Saved data entries:

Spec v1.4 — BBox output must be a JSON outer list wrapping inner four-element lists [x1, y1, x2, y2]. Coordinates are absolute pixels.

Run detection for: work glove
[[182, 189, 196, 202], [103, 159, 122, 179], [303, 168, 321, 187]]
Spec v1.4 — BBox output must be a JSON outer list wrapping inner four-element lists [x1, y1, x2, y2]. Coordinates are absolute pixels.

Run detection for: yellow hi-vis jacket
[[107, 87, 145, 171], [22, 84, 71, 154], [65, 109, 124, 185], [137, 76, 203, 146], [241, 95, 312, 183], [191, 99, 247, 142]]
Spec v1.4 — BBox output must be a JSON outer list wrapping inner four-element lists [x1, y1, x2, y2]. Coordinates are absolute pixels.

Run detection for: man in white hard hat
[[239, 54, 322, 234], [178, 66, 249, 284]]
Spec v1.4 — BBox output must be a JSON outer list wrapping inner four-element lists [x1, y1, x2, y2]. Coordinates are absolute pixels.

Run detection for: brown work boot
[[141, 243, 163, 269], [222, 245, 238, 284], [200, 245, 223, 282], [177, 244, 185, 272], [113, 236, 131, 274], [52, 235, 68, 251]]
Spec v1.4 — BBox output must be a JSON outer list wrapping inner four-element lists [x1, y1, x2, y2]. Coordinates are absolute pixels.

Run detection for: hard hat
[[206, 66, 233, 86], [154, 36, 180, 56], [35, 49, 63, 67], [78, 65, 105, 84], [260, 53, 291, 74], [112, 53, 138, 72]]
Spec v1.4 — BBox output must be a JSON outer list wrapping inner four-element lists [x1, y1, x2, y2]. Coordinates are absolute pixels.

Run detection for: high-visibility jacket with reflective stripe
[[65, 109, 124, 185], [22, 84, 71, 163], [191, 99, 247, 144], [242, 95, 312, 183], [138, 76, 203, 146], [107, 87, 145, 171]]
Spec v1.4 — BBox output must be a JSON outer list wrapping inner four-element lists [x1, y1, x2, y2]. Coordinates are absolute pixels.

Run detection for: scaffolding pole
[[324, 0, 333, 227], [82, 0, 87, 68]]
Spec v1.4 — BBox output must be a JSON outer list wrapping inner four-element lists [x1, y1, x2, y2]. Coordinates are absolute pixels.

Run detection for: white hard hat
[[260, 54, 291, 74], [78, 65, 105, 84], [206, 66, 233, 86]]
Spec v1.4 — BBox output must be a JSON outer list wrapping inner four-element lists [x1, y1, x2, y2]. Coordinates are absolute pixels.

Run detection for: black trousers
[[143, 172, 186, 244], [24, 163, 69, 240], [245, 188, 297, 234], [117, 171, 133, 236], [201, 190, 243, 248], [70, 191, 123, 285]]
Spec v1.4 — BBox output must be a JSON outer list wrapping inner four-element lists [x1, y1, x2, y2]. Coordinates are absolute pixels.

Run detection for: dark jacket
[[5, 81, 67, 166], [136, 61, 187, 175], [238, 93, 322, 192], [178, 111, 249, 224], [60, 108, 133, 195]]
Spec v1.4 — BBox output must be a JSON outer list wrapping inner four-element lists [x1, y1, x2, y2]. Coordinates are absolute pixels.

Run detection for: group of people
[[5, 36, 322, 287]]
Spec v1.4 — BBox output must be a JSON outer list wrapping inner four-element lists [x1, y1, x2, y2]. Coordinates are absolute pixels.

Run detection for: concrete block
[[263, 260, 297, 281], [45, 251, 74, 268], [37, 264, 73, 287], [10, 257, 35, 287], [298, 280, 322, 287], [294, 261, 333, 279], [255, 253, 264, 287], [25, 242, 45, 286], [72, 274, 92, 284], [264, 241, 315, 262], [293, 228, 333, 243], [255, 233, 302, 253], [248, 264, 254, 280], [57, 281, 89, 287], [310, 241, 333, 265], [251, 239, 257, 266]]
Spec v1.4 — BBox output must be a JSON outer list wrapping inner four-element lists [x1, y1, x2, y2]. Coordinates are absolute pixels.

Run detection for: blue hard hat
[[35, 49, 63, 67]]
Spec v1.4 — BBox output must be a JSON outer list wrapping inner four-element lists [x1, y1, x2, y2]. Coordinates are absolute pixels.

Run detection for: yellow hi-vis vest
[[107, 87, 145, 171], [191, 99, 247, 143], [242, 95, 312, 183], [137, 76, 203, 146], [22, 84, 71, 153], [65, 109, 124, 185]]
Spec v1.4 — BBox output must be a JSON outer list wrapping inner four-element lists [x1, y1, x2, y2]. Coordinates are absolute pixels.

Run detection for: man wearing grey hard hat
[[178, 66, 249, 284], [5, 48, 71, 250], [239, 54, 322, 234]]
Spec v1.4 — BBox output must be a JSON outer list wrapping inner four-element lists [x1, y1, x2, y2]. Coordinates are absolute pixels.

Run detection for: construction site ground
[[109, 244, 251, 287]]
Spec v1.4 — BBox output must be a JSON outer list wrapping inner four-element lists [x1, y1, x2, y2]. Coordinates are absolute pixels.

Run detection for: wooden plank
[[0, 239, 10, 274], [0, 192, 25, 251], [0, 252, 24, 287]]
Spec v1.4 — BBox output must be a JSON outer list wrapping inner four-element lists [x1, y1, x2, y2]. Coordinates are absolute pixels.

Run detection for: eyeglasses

▸ **DESCRIPTION OF THE TASK**:
Please output each entry above exactly, leaving nothing out.

▸ **WRITTEN SOLUTION**:
Spec v1.4 — BBox output must be a JSON outer list wrapping inner four-element lists [x1, y1, x2, y2]. Coordinates are absolute pixels.

Run detection for: work glove
[[182, 189, 196, 202], [103, 159, 122, 179], [303, 168, 321, 187]]
Spec v1.4 — BBox output must be a JSON outer list wrapping inner four-element lists [x1, y1, x2, y2]. Coordinates are absolute pixels.

Run detection for: yellow hi-vis jacket
[[107, 87, 145, 171], [22, 84, 71, 154], [65, 109, 124, 185], [137, 76, 203, 146], [241, 95, 312, 183], [191, 99, 247, 142]]
Spec v1.4 — BBox output must be a JSON outer list wrapping inner four-element lists [x1, y1, x2, y2]. Coordinates are absolute pixels.

Run detection for: man in white hard hat
[[239, 54, 322, 234], [178, 66, 249, 284]]
Spec v1.4 — BBox output must be a JSON outer list wrapping inner four-element lists [x1, y1, x2, y2]. Coordinates are absolute pixels.

Run detection for: brown work boot
[[141, 243, 163, 269], [222, 245, 238, 284], [200, 245, 223, 282], [177, 244, 185, 272], [113, 236, 131, 274], [52, 235, 68, 251]]
Spec v1.4 — BBox output must be a JSON outer list wrapping inner four-element lists [x1, y1, x2, y2]. Coordinates are absolute pixels.

Run detection for: hard hat
[[206, 66, 233, 86], [154, 36, 180, 56], [35, 49, 63, 67], [78, 65, 105, 84], [260, 53, 291, 74], [112, 53, 138, 72]]
Spec v1.4 — BBox output must be a JSON outer list wrapping inner four-element lists [x1, y1, x2, y2]. Coordinates are absolute pixels.

Run detection for: high-visibility jacket with reflective stripe
[[65, 109, 124, 185], [22, 84, 71, 163], [191, 99, 247, 144], [242, 95, 312, 183], [138, 76, 203, 146], [107, 87, 145, 171]]
Spec v1.4 — BBox output must be a JSON outer list wrapping inner four-element lists [x1, y1, x2, y2]. Coordinates are absolute pixels.

Run detection for: scaffolding pole
[[324, 0, 333, 227], [82, 0, 87, 68]]
Spec v1.4 — BBox output must be a JSON outer list wrapping inner four-element lists [x1, y1, x2, y2]. Coordinates are absolute pixels.

Run detection for: white hard hat
[[260, 54, 291, 74], [78, 65, 105, 84], [206, 66, 233, 86]]
Spec v1.4 — BBox output must be a JSON outer list wrapping inner four-element lists [x1, y1, x2, y2]. Coordinates are absolute pixels.

Run detection for: black trousers
[[143, 172, 186, 244], [24, 163, 69, 240], [245, 188, 297, 234], [117, 171, 133, 236], [201, 190, 243, 248], [70, 191, 123, 285]]
Spec v1.4 — BBox output must be a JSON outer list wrapping inner four-element lists [x1, y1, x2, y2]. Coordinates are absolute pixels.

Run detection for: dark jacket
[[5, 81, 67, 166], [136, 61, 187, 175], [238, 93, 322, 192], [178, 111, 249, 224], [60, 108, 133, 195]]
Spec v1.4 — BBox output must be a JSON outer list wrapping inner four-element lists [x1, y1, x2, y2]. Coordinates are absolute pixels.

Run detection for: group of people
[[5, 36, 322, 287]]
Spec v1.4 — BBox output must be a JSON outer list wrapping inner four-element lists [x1, y1, x2, y2]. Coordinates are absolute pixels.

Run detection for: concrete block
[[263, 260, 297, 281], [45, 251, 74, 268], [37, 264, 73, 287], [10, 257, 35, 287], [298, 280, 322, 287], [294, 261, 333, 279], [255, 253, 264, 287], [25, 242, 45, 286], [72, 274, 92, 284], [264, 241, 315, 262], [293, 228, 333, 243], [255, 233, 302, 253], [248, 264, 254, 280], [57, 281, 89, 287], [310, 241, 333, 265], [251, 239, 257, 266]]
Spec v1.4 — BBox output must be a JSON outer list wrapping inner four-element lists [x1, y1, x2, y2]. Coordinates are absolute pixels.

Run detection for: blue hard hat
[[35, 49, 63, 67]]
Spec v1.4 — BBox output must be a JSON outer list wrapping inner four-element lists [x1, y1, x2, y2]. Coordinates are absolute pixels.

Run detection for: yellow hi-vis vest
[[107, 87, 145, 171], [191, 99, 247, 143], [242, 95, 312, 183], [137, 76, 203, 146], [22, 84, 71, 153], [65, 109, 124, 185]]
Spec v1.4 — BBox output must be a JSON outer list wrapping inner four-element lists [x1, y1, x2, y2]. Coordinates are absolute pixels.

Run detection for: man wearing grey hard hat
[[178, 66, 249, 284], [5, 48, 71, 250], [239, 54, 322, 234]]
Spec v1.4 — BBox output must be a JSON outer list wrapping inner four-element lists [x1, y1, x2, y2]. Coordinates are absolute pixels.

Run detection for: construction site ground
[[109, 244, 251, 287]]
Spec v1.4 — BBox output must be a JSON outer list wrapping inner four-element lists [x1, y1, x2, y2]. Coordinates are absolute pixels.

Run detection for: wooden plank
[[0, 239, 10, 274], [0, 192, 25, 251], [0, 252, 24, 287]]
Spec v1.4 — BBox output must be a JSON outer list wrapping inner four-element lists [x1, y1, x2, y2]. Coordinates are absolute pixels.

Run detection for: eyeglasses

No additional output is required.